Location labeling records:
===============

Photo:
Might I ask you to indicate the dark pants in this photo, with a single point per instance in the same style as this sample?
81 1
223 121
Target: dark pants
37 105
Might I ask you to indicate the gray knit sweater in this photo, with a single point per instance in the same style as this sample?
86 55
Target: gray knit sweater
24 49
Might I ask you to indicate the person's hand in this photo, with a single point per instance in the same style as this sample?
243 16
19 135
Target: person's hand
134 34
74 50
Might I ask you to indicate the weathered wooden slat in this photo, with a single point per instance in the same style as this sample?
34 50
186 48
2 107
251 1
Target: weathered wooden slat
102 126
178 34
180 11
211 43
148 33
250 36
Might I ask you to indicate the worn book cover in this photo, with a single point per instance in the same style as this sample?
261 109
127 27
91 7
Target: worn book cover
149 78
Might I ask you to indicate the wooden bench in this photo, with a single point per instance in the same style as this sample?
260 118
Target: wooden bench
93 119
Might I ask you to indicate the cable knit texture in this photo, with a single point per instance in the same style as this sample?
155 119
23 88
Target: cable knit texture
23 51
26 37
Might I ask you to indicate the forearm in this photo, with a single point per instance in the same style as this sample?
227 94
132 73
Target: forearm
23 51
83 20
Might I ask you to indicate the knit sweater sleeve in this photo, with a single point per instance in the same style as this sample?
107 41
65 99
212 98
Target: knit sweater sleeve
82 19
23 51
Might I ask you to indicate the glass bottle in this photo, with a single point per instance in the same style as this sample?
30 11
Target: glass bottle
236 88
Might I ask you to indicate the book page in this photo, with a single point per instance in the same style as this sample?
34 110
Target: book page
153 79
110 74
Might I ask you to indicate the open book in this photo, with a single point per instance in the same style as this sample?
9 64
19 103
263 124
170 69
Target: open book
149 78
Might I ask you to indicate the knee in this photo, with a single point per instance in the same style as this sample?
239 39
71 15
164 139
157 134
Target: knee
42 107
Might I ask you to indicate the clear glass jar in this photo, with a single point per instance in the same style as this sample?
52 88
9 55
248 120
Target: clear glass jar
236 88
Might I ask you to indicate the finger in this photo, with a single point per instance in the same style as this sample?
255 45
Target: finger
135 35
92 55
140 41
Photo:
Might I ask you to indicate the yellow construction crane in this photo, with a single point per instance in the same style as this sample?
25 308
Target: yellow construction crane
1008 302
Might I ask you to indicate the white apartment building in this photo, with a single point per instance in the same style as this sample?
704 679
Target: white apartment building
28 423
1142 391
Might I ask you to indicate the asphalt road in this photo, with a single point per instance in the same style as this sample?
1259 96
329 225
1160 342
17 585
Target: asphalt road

===============

- _Your objective_: Render each line of the records above as a Markdown table with the columns Row and Line. Number the rows in order and skip blank lines.

- _Result_:
| Row | Line |
|---|---|
| 1 | Photo: |
| 2 | Might I ask you to indicate the dark pants in this photo, with a single point per instance in the same style as this sample? |
| 3 | 81 1 |
| 4 | 223 121 |
| 5 | Target: dark pants |
| 6 | 37 105 |
| 7 | Might I ask you to indicate the gray knit sweater in this photo, with a single point per instance in the same style as this sample? |
| 8 | 86 55 |
| 9 | Target: gray knit sweater |
| 10 | 24 49 |
| 11 | Might I ask you to indicate the person's hand in this photo, with a single point per instance in the same style as this sample? |
| 12 | 243 16 |
| 13 | 19 135 |
| 14 | Target: person's hand |
| 15 | 134 34 |
| 16 | 74 50 |
| 17 | Might I ask you to indicate the weathered wooden slat in this photo, with a single point per instance in the same style as this sample? |
| 18 | 34 50 |
| 19 | 186 48 |
| 20 | 2 107 |
| 21 | 251 1 |
| 22 | Target: weathered wooden slat |
| 23 | 102 126 |
| 24 | 178 34 |
| 25 | 180 11 |
| 26 | 211 43 |
| 27 | 148 33 |
| 28 | 250 36 |
| 29 | Might I ask you to indicate the worn book cover in this photo, with a single point per instance in the same style as this sample? |
| 30 | 261 109 |
| 31 | 127 27 |
| 32 | 91 7 |
| 33 | Target: worn book cover |
| 34 | 149 78 |
| 35 | Might I ask you to indicate the wooden bench in this photo, with a single point per instance in the same style as this sample? |
| 36 | 260 118 |
| 37 | Target: wooden bench |
| 38 | 93 119 |
| 39 | Might I ask you to indicate the cable knit texture in this photo, with a single point per instance in the same style as this sample? |
| 40 | 155 119 |
| 41 | 23 88 |
| 42 | Target: cable knit texture |
| 43 | 23 51 |
| 44 | 26 37 |
| 45 | Might I ask you to indicate the forearm in this photo, with a single point per instance in the same style as this sample? |
| 46 | 227 94 |
| 47 | 132 73 |
| 48 | Target: forearm |
| 49 | 23 51 |
| 50 | 83 20 |
| 51 | Might I ask you to indicate the knit sweater sleeve in this photo, with a single point per instance in the same style as this sample? |
| 52 | 107 41 |
| 53 | 65 99 |
| 54 | 212 98 |
| 55 | Target: knit sweater sleeve |
| 56 | 82 19 |
| 57 | 23 51 |
| 58 | Might I ask you to indicate the glass bottle in this photo, with a single point per instance in the same style as this sample? |
| 59 | 30 11 |
| 60 | Target: glass bottle |
| 61 | 236 88 |
| 62 | Might I ask you to indicate the book page in this photo, with a single point per instance in the same style as this sample? |
| 63 | 34 110 |
| 64 | Target: book page |
| 65 | 153 79 |
| 66 | 110 74 |
| 67 | Might I ask you to indicate the open book in this photo, with a single point per instance in the same style as this sample? |
| 68 | 9 64 |
| 69 | 19 103 |
| 70 | 263 124 |
| 71 | 170 69 |
| 72 | Target: open book |
| 73 | 149 78 |
| 74 | Might I ask you to indicate the knee in this photo, with a single point per instance in the same style as this sample? |
| 75 | 239 39 |
| 76 | 71 15 |
| 77 | 164 139 |
| 78 | 157 134 |
| 79 | Target: knee |
| 80 | 42 107 |
| 81 | Might I ask you to indicate the clear glass jar in this photo, with a single point per instance in the same style as this sample? |
| 82 | 52 88 |
| 83 | 9 55 |
| 84 | 248 120 |
| 85 | Target: clear glass jar |
| 86 | 236 88 |
| 87 | Might I ask you to indicate the finger in this photo, with a single point per instance in the same style as this sample? |
| 88 | 255 45 |
| 89 | Target: finger |
| 90 | 135 35 |
| 91 | 92 55 |
| 92 | 140 41 |
| 93 | Photo: |
| 94 | Might I ask you to indicate the yellow construction crane in this photo, with a single point per instance in the same style as this sample? |
| 95 | 25 308 |
| 96 | Target: yellow construction crane |
| 97 | 1008 302 |
| 98 | Might I ask you to indicate the white apartment building in this photo, with a single point per instance in the same style as this sample? |
| 99 | 704 679 |
| 100 | Target: white apartment building |
| 101 | 28 423 |
| 102 | 1142 391 |
| 103 | Might I ask you to indicate the asphalt road in this photo, with a single point per instance in the same style as this sample? |
| 104 | 1259 96 |
| 105 | 329 225 |
| 106 | 1160 342 |
| 107 | 17 585 |
| 108 | Target: asphalt road |